**DATASET EXTRACT**
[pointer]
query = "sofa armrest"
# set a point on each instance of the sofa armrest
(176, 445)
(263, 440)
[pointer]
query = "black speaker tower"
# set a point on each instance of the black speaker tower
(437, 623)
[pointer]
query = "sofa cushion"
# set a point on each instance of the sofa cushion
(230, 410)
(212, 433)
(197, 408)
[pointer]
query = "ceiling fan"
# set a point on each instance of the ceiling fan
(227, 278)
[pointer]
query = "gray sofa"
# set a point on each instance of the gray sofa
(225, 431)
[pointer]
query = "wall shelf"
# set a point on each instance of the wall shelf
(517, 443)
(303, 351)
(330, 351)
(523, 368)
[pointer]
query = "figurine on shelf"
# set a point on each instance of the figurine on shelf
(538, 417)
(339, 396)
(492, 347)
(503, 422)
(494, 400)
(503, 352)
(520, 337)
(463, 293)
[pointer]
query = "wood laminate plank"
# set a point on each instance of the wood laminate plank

--

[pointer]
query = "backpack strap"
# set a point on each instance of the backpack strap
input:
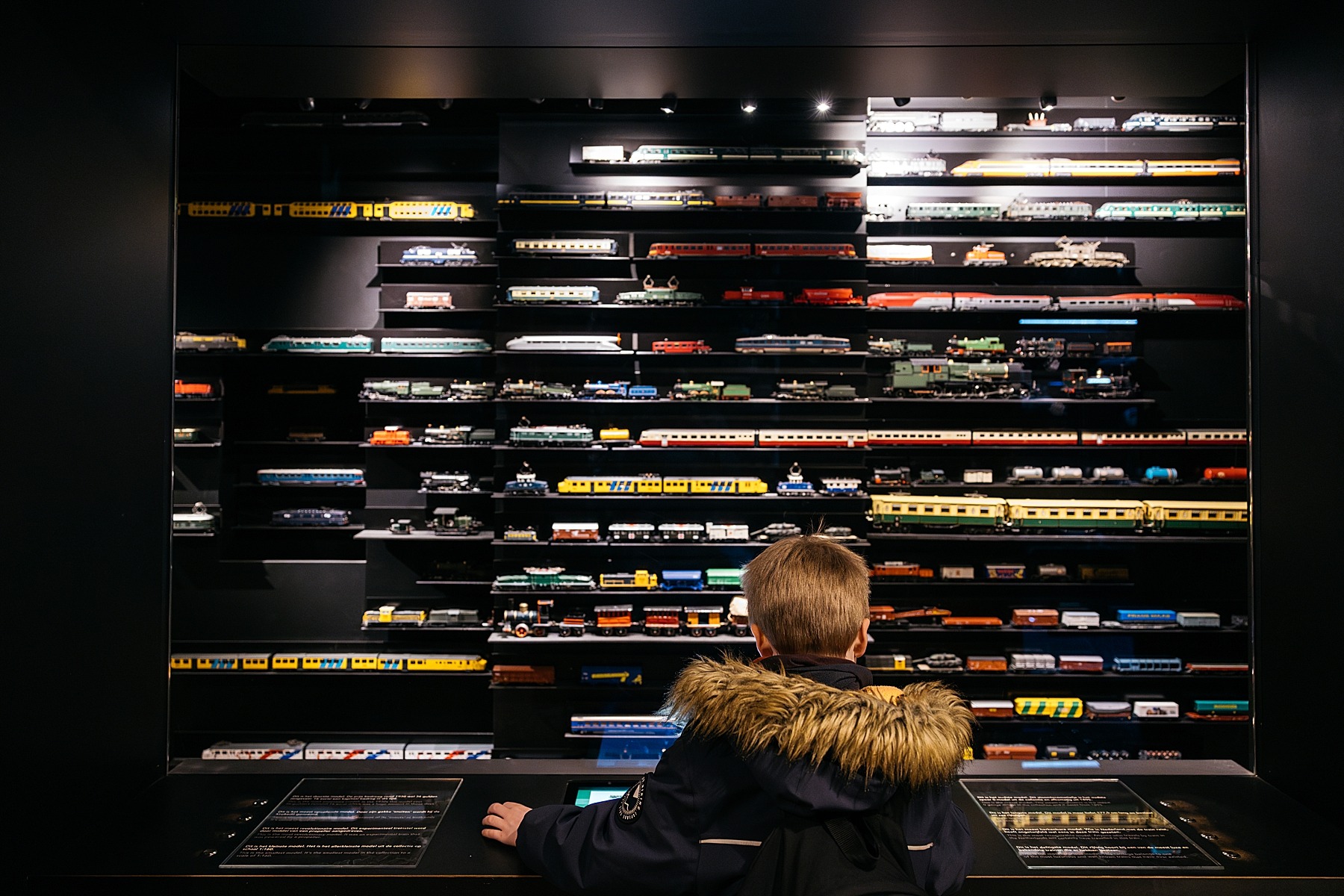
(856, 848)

**TO BE DONE**
Identify every line of the records that contains the string "backpack", and copy each one. Case counts.

**RESULT FOR THIS TASK**
query = "backpack strap"
# set a point on each instance of the backpack strap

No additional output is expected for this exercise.